ARTICLE »
▶
Iran's Grand Strategy
A Political History
By Vali Nasr
Category: History | Reading Duration: 21 min | Rating: 4.1/5 (106 ratings)
About the Book
Iran’s Grand Strategy (2025) takes you inside the mindset of Tehran’s leaders, revealing how decades of calculated resistance have reshaped the Middle East. Drawing on history, geopolitics, and behind-the-scenes insights, it shows how Iran’s mix of proxy warfare and regional alliances have become an effective plan for power. This is the story of how one nation’s determination to outlast its rivals is redefining the balance of power in one of the world’s most volatile regions.
Who Should Read This?
- Students of Middle Eastern politics and history
- Activists and human rights advocates interested in Iran’s social and political dynamics
- Anyone who wants to understand Iran’s role and strategy in global politics
What’s in it for me? Learn what’s really motivating the political forces in Tehran.
If you’ve been following the Gaza war, you might have come across the term 'Axis of Resistance. ' This network of allied militias, spanning from Lebanon to Yemen, is the product of decades of effort by Iran’s political elite.
What unites them is their shared goal: driving the US and its allies out of the region for good. Even the legendary statesman Henry Kissinger believed that Iran’s motives were rooted in religious ideology. That changed in 2015, when he met an Iranian emissary who explained that there is a more grand strategy at play. In the sections ahead, we’ll look at how that strategy came to be, and how it’s rooted in a fundamental – and at times self-destructive – desire for independence and security.
◀
(Data records)
▶
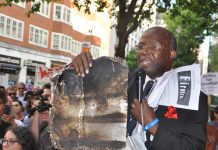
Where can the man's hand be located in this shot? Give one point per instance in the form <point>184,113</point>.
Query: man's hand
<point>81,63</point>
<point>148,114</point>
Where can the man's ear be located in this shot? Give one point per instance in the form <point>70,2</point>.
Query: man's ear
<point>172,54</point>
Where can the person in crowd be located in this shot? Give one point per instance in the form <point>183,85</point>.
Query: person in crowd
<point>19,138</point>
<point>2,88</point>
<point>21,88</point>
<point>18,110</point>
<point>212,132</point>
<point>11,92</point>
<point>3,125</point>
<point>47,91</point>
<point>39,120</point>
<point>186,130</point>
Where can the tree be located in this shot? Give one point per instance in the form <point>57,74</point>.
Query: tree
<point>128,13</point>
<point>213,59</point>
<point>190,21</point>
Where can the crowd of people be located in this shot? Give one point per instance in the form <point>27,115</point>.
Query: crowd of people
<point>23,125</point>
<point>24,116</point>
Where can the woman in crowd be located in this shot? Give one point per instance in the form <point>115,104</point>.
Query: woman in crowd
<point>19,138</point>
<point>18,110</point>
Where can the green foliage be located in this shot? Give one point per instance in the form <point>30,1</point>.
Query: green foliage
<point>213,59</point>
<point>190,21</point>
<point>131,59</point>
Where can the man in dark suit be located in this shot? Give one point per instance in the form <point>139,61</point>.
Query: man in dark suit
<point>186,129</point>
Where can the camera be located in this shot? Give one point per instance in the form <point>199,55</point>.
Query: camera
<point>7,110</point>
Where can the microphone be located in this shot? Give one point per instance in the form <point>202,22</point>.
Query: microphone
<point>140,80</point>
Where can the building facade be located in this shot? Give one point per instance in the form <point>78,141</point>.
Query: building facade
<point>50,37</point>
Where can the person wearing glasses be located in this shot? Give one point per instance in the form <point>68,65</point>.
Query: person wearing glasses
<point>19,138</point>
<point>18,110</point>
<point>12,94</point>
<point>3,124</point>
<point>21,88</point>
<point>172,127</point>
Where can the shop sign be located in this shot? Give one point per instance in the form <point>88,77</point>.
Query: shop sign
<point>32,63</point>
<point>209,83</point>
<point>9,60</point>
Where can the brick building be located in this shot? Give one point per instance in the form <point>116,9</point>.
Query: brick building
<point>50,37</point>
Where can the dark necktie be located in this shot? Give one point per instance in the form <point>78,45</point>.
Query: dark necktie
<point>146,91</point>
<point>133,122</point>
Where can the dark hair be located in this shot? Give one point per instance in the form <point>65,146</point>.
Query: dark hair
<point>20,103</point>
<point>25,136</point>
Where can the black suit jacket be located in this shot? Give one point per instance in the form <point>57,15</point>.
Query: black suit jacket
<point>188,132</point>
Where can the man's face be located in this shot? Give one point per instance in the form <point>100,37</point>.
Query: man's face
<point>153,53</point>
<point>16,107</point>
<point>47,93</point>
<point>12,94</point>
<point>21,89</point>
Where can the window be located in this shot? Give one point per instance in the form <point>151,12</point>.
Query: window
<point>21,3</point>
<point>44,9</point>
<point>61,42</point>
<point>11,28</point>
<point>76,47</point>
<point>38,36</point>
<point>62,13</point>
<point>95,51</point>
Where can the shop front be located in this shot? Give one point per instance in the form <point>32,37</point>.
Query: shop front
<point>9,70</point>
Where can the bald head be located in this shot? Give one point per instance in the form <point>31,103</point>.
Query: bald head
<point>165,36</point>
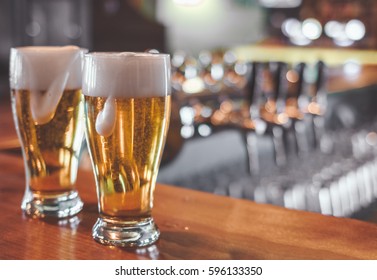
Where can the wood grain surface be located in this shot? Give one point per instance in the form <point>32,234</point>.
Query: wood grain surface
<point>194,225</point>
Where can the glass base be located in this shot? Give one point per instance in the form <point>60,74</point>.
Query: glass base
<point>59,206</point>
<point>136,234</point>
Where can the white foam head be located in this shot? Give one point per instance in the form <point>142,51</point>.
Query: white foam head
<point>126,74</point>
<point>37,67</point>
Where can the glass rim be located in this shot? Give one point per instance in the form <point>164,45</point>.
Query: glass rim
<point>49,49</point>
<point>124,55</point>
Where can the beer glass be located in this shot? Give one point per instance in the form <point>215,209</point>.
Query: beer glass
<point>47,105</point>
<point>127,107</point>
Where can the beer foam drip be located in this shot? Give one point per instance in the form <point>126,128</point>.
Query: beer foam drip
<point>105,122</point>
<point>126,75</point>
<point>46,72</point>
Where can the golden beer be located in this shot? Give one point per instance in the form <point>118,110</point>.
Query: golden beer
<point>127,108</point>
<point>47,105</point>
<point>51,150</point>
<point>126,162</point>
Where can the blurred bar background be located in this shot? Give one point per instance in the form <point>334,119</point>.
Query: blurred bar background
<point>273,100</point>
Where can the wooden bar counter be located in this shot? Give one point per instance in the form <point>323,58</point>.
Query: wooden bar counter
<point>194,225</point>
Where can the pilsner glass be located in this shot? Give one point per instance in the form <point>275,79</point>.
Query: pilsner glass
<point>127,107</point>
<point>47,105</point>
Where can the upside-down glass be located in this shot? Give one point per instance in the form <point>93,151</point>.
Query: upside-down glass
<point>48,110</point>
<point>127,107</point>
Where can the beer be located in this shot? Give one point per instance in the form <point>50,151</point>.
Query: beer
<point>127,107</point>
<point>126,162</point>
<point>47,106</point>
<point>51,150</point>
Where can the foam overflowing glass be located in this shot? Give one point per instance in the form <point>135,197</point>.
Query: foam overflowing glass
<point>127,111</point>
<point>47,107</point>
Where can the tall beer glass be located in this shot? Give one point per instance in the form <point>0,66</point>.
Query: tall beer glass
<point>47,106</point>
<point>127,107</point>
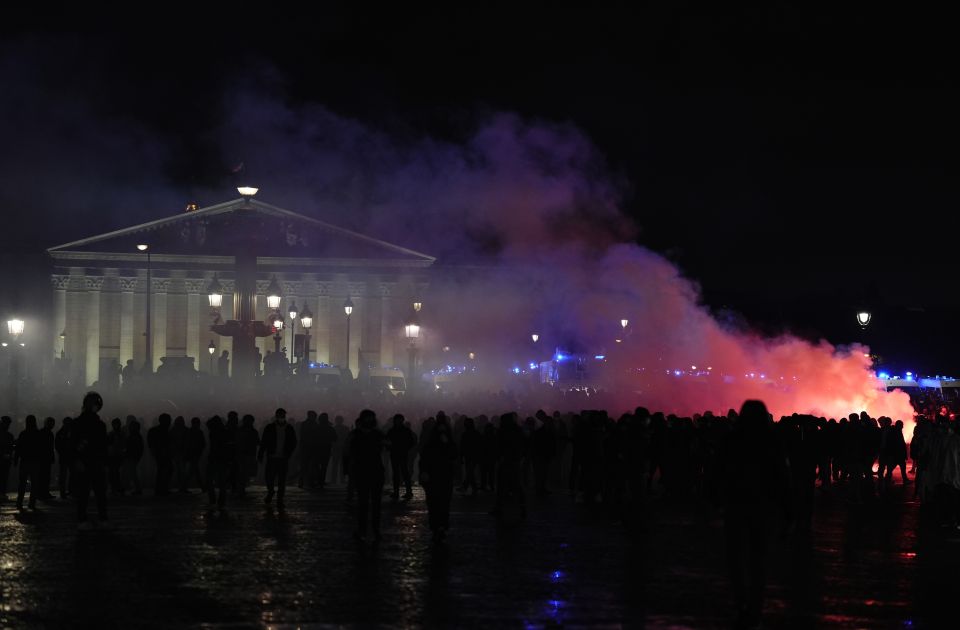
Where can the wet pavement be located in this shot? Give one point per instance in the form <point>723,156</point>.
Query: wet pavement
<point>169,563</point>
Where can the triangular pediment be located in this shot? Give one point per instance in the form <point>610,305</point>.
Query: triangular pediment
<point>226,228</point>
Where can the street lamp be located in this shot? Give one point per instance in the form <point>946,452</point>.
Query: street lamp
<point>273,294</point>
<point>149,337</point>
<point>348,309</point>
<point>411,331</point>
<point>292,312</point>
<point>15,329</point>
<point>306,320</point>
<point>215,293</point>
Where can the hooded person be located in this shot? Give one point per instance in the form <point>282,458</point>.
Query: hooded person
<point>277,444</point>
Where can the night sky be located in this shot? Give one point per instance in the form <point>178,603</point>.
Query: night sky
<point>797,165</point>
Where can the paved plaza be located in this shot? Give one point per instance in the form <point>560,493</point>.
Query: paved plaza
◀
EXERCISE TASKS »
(1) Print the book summary on Iran's Grand Strategy in full, word for word.
(2) Format the entries from the line with "Where can the triangular" to the line with "<point>215,293</point>", both lines included, as a numbered list, and skip any blank lines.

RESULTS IN ORDER »
(1)
Iran's Grand Strategy
A Political History
By Vali Nasr
Category: History | Reading Duration: 21 min | Rating: 4.1/5 (106 ratings)
About the Book
Iran’s Grand Strategy (2025) takes you inside the mindset of Tehran’s leaders, revealing how decades of calculated resistance have reshaped the Middle East. Drawing on history, geopolitics, and behind-the-scenes insights, it shows how Iran’s mix of proxy warfare and regional alliances have become an effective plan for power. This is the story of how one nation’s determination to outlast its rivals is redefining the balance of power in one of the world’s most volatile regions.
Who Should Read This?
- Students of Middle Eastern politics and history
- Activists and human rights advocates interested in Iran’s social and political dynamics
- Anyone who wants to understand Iran’s role and strategy in global politics
What’s in it for me? Learn what’s really motivating the political forces in Tehran.
If you’ve been following the Gaza war, you might have come across the term 'Axis of Resistance. ' This network of allied militias, spanning from Lebanon to Yemen, is the product of decades of effort by Iran’s political elite.
What unites them is their shared goal: driving the US and its allies out of the region for good. Even the legendary statesman Henry Kissinger believed that Iran’s motives were rooted in religious ideology. That changed in 2015, when he met an Iranian emissary who explained that there is a more grand strategy at play. In the sections ahead, we’ll look at how that strategy came to be, and how it’s rooted in a fundamental – and at times self-destructive – desire for independence and security.

(2)
1. Where can the triangular pediment be located in this shot? Give one point per instance in the form <point>610,305</point>.
2. Query: triangular pediment
3. <point>226,228</point>
4. Where can the street lamp be located in this shot? Give one point per instance in the form <point>946,452</point>.
5. Query: street lamp
6. <point>273,294</point>
7. <point>149,337</point>
8. <point>348,309</point>
9. <point>411,331</point>
10. <point>292,312</point>
11. <point>15,329</point>
12. <point>306,320</point>
13. <point>215,293</point>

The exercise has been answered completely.